BEGIN

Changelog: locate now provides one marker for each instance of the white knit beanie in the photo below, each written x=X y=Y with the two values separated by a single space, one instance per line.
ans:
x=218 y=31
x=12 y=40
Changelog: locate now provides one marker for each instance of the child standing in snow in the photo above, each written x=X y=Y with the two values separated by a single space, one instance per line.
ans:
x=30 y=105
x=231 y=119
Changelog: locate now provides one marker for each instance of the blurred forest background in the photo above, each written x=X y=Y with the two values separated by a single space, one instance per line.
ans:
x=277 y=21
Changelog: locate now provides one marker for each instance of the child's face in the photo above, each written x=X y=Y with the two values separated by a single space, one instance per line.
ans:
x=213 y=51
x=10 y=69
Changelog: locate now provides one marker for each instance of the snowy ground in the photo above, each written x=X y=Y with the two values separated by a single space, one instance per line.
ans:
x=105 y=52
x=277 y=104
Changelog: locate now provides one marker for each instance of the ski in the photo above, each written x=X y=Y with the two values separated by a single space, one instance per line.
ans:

END

*Problem to solve*
Set down each entry exactly as it appears above.

*Result of this task*
Changelog: locate now provides one marker for each instance of the white knit beanie in the photo below, each written x=X y=Y with the two values separated by a single space, one instance per line.
ans:
x=218 y=31
x=12 y=40
Changelog: locate now provides one marker for each instance of the child standing in snow in the photo above, each written x=X y=Y with the two values separated by a single space, one instance per line.
ans:
x=30 y=105
x=231 y=119
Changelog: locate now provides one marker for each instance of the blurred forest background in the photo above, each written x=X y=Y with the two values separated by a single space, one instance per line.
ans:
x=277 y=21
Changelog: locate now provides one marker for each instance of the child's face in the photo above, each written x=X y=Y with the two values separated by a single space, one instance per line.
ans:
x=213 y=51
x=10 y=69
Changelog: locate now provides one marker for each instance of the snowy ground in the photo above, each written x=X y=Y with the two values separated by a single space, one instance per line.
ans:
x=105 y=52
x=277 y=104
Changelog: locate now provides one marker for each instance of the ski in the photo above, each written x=X y=Y with the two values separated by a single space, one instance per line.
ans:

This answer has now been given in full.